* [Exercise prompt]: All entries are to be returned verbatim.

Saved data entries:
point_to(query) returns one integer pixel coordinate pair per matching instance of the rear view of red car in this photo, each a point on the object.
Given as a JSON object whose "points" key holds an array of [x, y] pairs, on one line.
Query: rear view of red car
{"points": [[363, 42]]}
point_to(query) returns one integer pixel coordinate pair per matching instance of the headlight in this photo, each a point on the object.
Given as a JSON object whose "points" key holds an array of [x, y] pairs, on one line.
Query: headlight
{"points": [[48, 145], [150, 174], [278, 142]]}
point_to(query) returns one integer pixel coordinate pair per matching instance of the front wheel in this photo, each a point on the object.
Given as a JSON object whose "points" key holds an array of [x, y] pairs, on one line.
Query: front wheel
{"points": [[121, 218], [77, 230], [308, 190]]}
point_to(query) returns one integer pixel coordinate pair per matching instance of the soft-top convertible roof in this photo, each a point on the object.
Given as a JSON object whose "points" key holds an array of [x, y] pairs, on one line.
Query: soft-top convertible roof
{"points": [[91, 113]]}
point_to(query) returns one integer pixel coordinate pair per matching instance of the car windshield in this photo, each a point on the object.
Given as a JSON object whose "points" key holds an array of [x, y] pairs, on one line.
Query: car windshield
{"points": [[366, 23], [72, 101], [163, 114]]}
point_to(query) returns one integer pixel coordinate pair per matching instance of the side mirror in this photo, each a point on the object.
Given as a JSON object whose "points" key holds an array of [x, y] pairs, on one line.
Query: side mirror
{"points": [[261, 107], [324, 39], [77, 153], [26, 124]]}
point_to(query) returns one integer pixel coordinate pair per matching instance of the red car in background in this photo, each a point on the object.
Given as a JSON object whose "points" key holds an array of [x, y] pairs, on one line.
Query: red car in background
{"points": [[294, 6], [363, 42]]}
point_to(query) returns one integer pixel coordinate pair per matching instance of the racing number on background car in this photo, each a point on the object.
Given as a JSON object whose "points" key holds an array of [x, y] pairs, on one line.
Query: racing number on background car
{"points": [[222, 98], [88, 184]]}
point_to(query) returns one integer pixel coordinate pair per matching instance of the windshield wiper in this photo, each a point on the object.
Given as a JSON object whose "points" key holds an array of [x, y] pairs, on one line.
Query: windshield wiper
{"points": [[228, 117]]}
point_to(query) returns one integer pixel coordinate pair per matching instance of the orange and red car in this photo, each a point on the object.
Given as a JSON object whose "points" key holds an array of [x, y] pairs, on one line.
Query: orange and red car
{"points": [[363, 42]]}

* [Result for this task]:
point_to(query) returns one integer pixel coordinate pair per matching instance of the rear view of red car in this photo, each a point on the object.
Given as a JSON object whose "points" key holds an array of [x, y] pairs, on one line.
Query: rear view of red car
{"points": [[363, 42]]}
point_to(query) returns one integer pixel coordinate pair per matching instance of the headlight in this photo, each a point on the object.
Given as a JSON object whose "points" key holds an array of [x, y] pairs, on one line.
Query: headlight
{"points": [[48, 145], [150, 174], [278, 142]]}
point_to(query) returns one integer pixel coordinate pair per matching instance of the front wheel in this photo, each a point on the object.
Given as a JSON object whose "points" key holds an array of [x, y] pairs, on one line.
Query: front wheel
{"points": [[121, 218], [77, 230], [308, 190]]}
point_to(query) returns one integer pixel coordinate pair per matching instance of the soft-top convertible roof in this photo, each a point on the object.
Given as a JSON object whose "points" key holds an array of [x, y] pairs, on one line.
Query: soft-top convertible roof
{"points": [[91, 113]]}
point_to(query) returns one integer pixel coordinate pair per matching instance of the car windshield in this photo, each a point on the object.
Given as a JSON object whose "points" key holds an array of [x, y] pairs, on one line.
Query: car windshield
{"points": [[366, 23], [72, 101], [163, 114]]}
point_to(query) returns one integer pixel coordinate pair per matching instance of the side mirror in this photo, each a point on the object.
Given as a JSON object whose "points" key holds an array of [x, y] pairs, on one line.
Query: side mirror
{"points": [[261, 107], [324, 39], [77, 153], [26, 124]]}
point_to(query) returns one integer pixel coordinate pair per matching instance of the red car in background in this photo, each a point on the object.
Given as a JSON object whose "points" key holds an array of [x, y] pairs, on one line.
Query: red car in background
{"points": [[294, 6], [363, 42]]}
point_to(query) returns one integer pixel coordinate pair per matching instance of the racing number on background car in this photo, each a point on the object.
Given as a JSON object whose "points" key holds an array of [x, y] pairs, on one line.
Query: racing number on background car
{"points": [[222, 98], [88, 184]]}
point_to(query) returns one integer pixel coordinate pair per matching instance of the windshield wiper in this photo, each a point on the object.
Given as a JSON object whose "points" key holds an array of [x, y] pairs, on one line.
Query: windshield wiper
{"points": [[228, 117]]}
point_to(query) returns one integer pixel coordinate pair per matching instance of the orange and red car in this photo, each a point on the object.
Given as a JSON object whose "points" key holds an array of [x, y] pairs, on one line.
Query: orange and red car
{"points": [[363, 42]]}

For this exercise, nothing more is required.